What this task involves
Convert the material, from the line containing "Find the bird's open" through the end of the material, both included, into a Markdown table with the columns "Row" and "Line". Give each line its own numbered row and skip blank lines.

Supplied records
◇ ◇ ◇ ◇ ◇ ◇ ◇

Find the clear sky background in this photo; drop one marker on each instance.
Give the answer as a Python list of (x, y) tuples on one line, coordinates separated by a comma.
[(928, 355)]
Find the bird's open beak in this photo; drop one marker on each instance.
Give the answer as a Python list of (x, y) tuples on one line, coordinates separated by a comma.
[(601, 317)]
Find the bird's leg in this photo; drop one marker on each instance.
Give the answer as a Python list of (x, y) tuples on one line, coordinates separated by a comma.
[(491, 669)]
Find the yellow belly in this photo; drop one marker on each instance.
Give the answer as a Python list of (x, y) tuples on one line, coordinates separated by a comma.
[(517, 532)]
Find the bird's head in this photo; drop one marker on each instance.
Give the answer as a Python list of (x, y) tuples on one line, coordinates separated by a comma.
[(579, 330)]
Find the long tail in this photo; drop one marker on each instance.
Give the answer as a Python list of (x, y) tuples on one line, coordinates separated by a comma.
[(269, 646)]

◇ ◇ ◇ ◇ ◇ ◇ ◇

Task response
| Row | Line |
|---|---|
| 1 | Find the bird's open beak in this photo; drop one marker on each instance. |
| 2 | Give the answer as a Python list of (x, y) tuples on one line, coordinates separated by a comma. |
| 3 | [(601, 317)] |
| 4 | Find the bird's leg in this photo; drop one marker on each instance. |
| 5 | Give the answer as a Python list of (x, y) tuples on one line, coordinates separated by a comma. |
| 6 | [(491, 669)] |
| 7 | Find the yellow belly in this photo; drop one marker on each instance. |
| 8 | Give the answer as a Python list of (x, y) tuples on one line, coordinates separated by a comma. |
| 9 | [(517, 532)] |
| 10 | Find the bird's head in this photo; drop one marker on each instance. |
| 11 | Give the answer as a Python list of (x, y) tuples on one line, coordinates separated by a comma. |
| 12 | [(579, 330)] |
| 13 | Find the long tail in this photo; drop one marker on each instance. |
| 14 | Give the answer as a Python list of (x, y) tuples on one line, coordinates separated by a comma. |
| 15 | [(269, 646)] |